● Problems to work on:
**1.** Answer these from the Nas article, one per line:
(a) How old is Nas, according to the article?
(b) At what position does The Lost Tapes 2 debut on the Billboard 200?
(c) In "Book of Rhymes," whom does Nas admit he is jealous of?
**2.** Quote the Nas article word for word, everything from "High-concept songs have" down to "(Street’s Disciples, 2004)".
**3.** List every song title named in the Nas article.

● Text:

There’s rap as literature, rap as pop, rap as grown folks art and rap as weaponry. There’s no complete discussion of these permutations or most in between without Nas. Illmatic is a classic, “Hate Me Now” still rings off in clubs, and he’s enough of an authority to have fans Googling “Fox News founded by black man” in earnest. That we’re still talking about him with this fervor is something of a miracle. Not only has Nas outlasted nearly every other street rapper from his era, but he’s survived the most famous beef in hip-hop history, that late ‘90s period of his artistic decline, and New York as a whole falling off as the center of rap. Still, he’s not quite the same all-seeing prodigy fans fell in love with a quarter-century ago — and recent abuse allegations have altered many fans’ relationship with him in a way they never could have guessed at the time. But at 45, he’s still releasing new albums, investing in small busineses and exercising the creative freedom to rhyme over an Al Jarreau sample.
The latest Escobar event was the release of The Lost Tapes 2, which debuts this week at No. 10 on the Billboard 200. The first edition collected leftovers from the period of I Am… and Nastradamus, as well as his Stillmatic sessions. Some would claim it’s the best body of work Nas released last decade. And that’s not a slight — it eclipses many other rapper’s catalogs as well. Nas’ respected history of B-sides and deep cuts stretch well beyond The Lost Tapes, though. Here is the best of that decades-long discography.
“Book of Rhymes” (God’s Son, 2002)
High-concept songs have been Nas’ calling card since Illmatic. “Book of Rhymes” finds Nas rapping through his written lines only to repeatedly start over unsatisfied with his bars. It’s 2002’s equivalent to re-reading your drafted tweets (if the Alchemist made beats for such activities). “Book of Rhymes” isn’t as indulgent as that sounds, though. In addition to being an earnest look into the writing process, most of the tossed-away ideas could’ve grown into fully formed songs had Nas stuck with them. This is especially true for the last lines, where Nas admits he’s jealous of his infant son because he can’t see the world through his innocent eyes.
“These Are Our Heroes” (Street’s Disciples, 2004)

● Material provided:
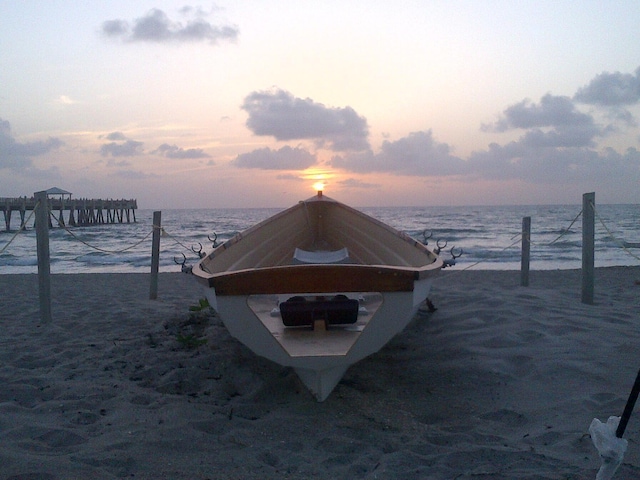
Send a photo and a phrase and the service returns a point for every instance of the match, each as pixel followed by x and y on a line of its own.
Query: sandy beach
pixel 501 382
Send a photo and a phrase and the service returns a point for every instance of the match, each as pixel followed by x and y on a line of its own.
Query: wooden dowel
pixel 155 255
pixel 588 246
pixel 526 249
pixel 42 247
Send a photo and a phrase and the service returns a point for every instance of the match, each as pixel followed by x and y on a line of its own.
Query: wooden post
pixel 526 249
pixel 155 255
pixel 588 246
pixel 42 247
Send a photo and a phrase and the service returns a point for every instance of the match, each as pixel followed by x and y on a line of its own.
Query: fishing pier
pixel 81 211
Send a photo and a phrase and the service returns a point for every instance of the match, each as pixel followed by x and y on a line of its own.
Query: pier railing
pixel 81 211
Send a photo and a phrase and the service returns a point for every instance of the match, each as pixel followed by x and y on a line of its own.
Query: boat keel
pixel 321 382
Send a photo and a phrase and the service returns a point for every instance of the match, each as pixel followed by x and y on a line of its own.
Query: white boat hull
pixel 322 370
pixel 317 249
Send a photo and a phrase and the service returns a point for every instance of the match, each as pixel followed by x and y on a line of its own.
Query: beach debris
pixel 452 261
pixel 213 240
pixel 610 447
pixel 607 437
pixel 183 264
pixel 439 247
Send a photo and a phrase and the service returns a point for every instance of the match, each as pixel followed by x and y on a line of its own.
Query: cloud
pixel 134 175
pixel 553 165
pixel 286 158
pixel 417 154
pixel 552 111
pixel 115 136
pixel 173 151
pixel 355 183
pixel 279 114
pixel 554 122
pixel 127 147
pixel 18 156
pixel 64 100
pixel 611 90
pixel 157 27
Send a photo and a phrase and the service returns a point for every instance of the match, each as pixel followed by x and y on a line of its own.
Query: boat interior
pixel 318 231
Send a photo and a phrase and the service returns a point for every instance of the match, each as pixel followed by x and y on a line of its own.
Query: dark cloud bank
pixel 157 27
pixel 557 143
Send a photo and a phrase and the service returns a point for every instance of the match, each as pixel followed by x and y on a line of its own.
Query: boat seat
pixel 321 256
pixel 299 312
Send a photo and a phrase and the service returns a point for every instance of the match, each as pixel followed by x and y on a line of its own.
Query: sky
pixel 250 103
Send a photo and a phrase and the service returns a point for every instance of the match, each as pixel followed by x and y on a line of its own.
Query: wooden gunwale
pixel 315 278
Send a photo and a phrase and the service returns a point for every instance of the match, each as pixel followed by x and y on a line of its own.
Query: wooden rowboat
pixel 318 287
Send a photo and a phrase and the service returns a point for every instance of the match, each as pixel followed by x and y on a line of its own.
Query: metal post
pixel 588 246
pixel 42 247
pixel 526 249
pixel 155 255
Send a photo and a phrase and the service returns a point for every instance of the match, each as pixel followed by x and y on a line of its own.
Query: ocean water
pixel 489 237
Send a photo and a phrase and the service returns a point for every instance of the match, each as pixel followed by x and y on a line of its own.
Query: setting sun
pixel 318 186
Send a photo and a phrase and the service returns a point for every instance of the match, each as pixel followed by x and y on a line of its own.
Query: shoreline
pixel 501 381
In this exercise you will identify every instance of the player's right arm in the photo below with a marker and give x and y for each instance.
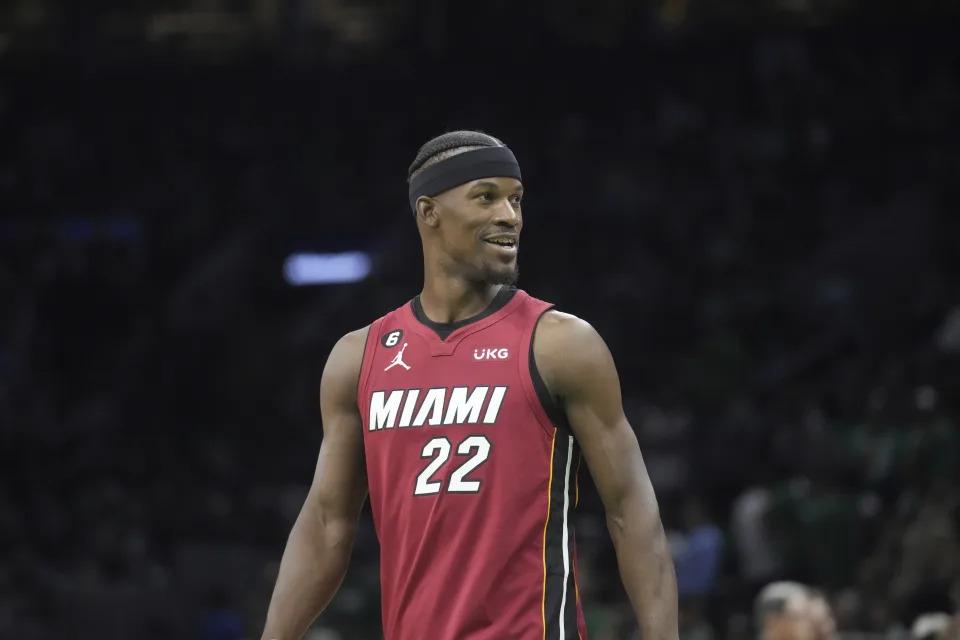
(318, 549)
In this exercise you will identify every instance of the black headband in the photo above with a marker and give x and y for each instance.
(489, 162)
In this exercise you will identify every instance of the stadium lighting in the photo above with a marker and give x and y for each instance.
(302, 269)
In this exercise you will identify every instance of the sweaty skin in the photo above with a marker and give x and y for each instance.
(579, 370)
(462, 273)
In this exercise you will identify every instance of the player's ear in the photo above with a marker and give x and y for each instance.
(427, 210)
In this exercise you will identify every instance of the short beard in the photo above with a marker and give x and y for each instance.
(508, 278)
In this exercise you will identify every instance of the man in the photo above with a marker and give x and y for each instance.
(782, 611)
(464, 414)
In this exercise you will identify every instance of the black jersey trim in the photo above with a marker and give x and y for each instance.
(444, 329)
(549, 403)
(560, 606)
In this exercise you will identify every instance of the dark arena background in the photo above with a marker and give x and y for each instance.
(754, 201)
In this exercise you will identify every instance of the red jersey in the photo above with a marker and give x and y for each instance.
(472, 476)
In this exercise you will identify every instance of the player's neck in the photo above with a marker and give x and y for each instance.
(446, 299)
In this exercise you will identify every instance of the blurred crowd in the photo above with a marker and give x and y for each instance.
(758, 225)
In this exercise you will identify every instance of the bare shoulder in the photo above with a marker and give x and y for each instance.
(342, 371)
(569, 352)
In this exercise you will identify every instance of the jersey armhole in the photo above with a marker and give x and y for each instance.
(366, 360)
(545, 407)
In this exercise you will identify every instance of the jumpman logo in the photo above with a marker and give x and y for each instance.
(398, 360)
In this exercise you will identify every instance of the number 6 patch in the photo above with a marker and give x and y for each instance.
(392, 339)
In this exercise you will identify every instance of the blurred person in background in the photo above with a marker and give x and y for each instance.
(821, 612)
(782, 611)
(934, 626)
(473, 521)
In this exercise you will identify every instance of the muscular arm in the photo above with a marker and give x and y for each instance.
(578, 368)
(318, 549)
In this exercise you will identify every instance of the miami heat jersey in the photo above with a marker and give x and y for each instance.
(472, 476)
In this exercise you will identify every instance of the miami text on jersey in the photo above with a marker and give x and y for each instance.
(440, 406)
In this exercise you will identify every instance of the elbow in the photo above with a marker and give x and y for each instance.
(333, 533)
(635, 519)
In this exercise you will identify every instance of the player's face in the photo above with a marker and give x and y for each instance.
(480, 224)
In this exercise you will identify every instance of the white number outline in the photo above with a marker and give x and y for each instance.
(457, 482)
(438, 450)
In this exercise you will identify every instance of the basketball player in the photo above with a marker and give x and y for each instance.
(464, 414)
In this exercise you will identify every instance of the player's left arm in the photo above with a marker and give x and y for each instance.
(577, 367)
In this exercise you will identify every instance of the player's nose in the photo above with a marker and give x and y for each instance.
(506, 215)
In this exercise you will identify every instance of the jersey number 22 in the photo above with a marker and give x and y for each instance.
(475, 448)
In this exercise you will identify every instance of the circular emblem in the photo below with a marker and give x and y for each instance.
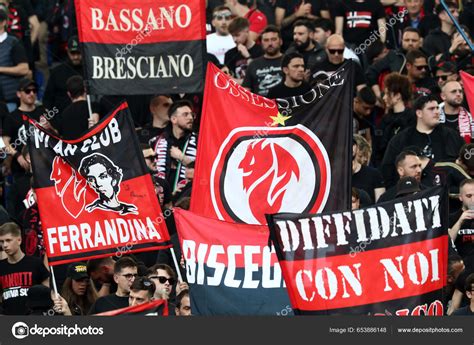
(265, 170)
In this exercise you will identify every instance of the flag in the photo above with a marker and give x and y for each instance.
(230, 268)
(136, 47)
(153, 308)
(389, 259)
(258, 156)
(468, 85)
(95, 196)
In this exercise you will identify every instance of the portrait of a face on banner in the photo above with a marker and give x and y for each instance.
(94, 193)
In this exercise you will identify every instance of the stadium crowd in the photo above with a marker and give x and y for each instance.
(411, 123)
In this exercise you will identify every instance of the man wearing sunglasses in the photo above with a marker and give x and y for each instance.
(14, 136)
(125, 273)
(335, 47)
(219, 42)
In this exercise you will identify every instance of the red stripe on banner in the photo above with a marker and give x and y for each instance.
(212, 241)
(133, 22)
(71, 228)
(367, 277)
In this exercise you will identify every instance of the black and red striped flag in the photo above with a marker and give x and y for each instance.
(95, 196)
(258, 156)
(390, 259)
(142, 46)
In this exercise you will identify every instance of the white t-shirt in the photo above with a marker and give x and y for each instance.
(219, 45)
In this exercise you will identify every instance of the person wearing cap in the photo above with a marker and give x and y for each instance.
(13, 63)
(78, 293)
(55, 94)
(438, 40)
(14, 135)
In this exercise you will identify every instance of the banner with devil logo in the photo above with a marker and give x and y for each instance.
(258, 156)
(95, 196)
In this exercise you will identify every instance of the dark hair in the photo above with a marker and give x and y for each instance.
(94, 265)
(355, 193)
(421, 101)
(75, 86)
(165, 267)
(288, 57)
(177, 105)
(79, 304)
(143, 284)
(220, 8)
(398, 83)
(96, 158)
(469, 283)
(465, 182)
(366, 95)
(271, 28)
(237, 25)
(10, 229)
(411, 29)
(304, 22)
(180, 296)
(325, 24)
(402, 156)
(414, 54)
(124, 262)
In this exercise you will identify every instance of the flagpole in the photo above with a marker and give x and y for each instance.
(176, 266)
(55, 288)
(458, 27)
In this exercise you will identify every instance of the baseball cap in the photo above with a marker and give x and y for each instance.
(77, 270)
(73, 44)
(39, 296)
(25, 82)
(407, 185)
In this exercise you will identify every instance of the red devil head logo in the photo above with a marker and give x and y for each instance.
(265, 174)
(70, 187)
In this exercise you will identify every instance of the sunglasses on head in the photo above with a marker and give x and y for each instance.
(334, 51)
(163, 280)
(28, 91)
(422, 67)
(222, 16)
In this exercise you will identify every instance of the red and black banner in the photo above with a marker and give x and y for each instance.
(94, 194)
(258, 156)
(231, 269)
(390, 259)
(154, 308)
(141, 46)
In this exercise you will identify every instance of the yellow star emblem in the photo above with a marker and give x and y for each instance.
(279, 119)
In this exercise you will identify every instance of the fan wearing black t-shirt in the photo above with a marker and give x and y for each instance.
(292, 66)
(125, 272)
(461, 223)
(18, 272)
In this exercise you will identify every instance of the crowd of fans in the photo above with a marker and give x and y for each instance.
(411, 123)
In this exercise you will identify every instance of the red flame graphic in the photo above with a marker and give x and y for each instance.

● Solutions to the exercise:
**1.**
(a) 45
(b) No. 10
(c) His infant son

**2.**
High-concept songs have been Nas’ calling card since Illmatic. “Book of Rhymes” finds Nas rapping through his written lines only to repeatedly start over unsatisfied with his bars. It’s 2002’s equivalent to re-reading your drafted tweets (if the Alchemist made beats for such activities). “Book of Rhymes” isn’t as indulgent as that sounds, though. In addition to being an earnest look into the writing process, most of the tossed-away ideas could’ve grown into fully formed songs had Nas stuck with them. This is especially true for the last lines, where Nas admits he’s jealous of his infant son because he can’t see the world through his innocent eyes.
“These Are Our Heroes” (Street’s Disciples, 2004)

**3.**
"Hate Me Now"
"Book of Rhymes"
"These Are Our Heroes"